Comment les collectivités peuvent-elles réguler les plateformes numériques ? 3/3

Suite de l’étude sur les modèles économiques des collectivités. Après la cartographie des nouvelles plateformes qui font la ville et les critères pour évaluer leurs impacts, voici les nouveaux modes de régulation proposés par cette excellente étude menée par les cabinets ibicity, Espelia et Partie Prenante. L’ensemble des résultats est proposé sur ce site, en intégralité et de manière très attractive et lisible, c’est un travail remarquable que je vais suivre attentivement en reprenant dans une série de billets les éléments marquant dans la série des Schémas_inspirants.

le point de départ :

Nous l’avons vu, la transformation du paysage des opérateurs urbains rend insuffisants, voire inopérants, les outils les plus utilisés classiquement par les collectivités pour gouverner les services urbains (notamment via la commande publique). Pour continuer à agir, les collectivités sont désormais dans l’obligation de diversifier leurs postures et de mobiliser de nouveaux leviers de régulation

La collectivité comme autorité régulatrice

Dans cette posture, la collectivité conserve son rôle de régulateur mais élargit le recours au levier règlementaire pour organiser les services urbains. La réglementation ne porte plus uniquement sur le service lui-même (à travers les obligations d’intérêt général). Elle vise surtout à encadrer les relations entre opérateurs.La collectivité veille à la bonne articulation entre les différents maillons de la chaîne.

La collectivité comme agrégateur d’intérêt général

Cette deuxième figure est sans doute la plus volontariste face aux nouveaux entrants. Il s’agit de positionner la collectivité comme un agrégateur d’intérêt général, en intégrant sur une même plateforme l’ensemble des services urbains disponibles sur son territoire.

L’exemple cité est le site Que faire Paris qui recense les activités et évènements organisés dans la capitale, en accordant une large place aux pro-grammes soutenus par la ville. Mais force est de constater que ce positionnement d’agrégateur est souvent le fait d’acteur privés, comme CityMapper pour les transports.

La collectivité comme autorité facilitatrice

Le rôle de la collectivité consiste alors à réduire les cloisonnements entre les différents secteurs de services urbains et à impulser de nouveaux croisements entre des chaînes de valeur jusqu’ici dissociées.Le développement des appels à projets urbains innovants de type Réinventer témoigne de cette posture. Tout en s’émancipant du cadre de la commande publique, ces concours invitent les acteurs de l’aménagement à se rapprocher de ceux de l’immobilier (centrés sur l’exploitation) et des opérateurs de l’énergie et de l’économie circulaire.

### Tâche à réaliser
Dans le texte ci-dessus sur la régulation des plateformes numériques par les collectivités, recopiez mot pour mot le passage qui commence aux mots « Dans cette posture, la » et s'arrête après les mots « de la chaîne. ».

### Données fournies
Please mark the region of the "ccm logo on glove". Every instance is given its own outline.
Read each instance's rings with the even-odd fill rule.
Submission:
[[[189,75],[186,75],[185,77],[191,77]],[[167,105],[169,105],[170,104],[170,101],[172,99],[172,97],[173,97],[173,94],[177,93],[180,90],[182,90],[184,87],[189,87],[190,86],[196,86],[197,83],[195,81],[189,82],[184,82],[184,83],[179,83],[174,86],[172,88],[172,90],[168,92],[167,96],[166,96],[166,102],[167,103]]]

### Réponse au problème
Dans cette posture, la collectivité conserve son rôle de régulateur mais élargit le recours au levier règlementaire pour organiser les services urbains. La réglementation ne porte plus uniquement sur le service lui-même (à travers les obligations d’intérêt général). Elle vise surtout à encadrer les relations entre opérateurs.La collectivité veille à la bonne articulation entre les différents maillons de la chaîne.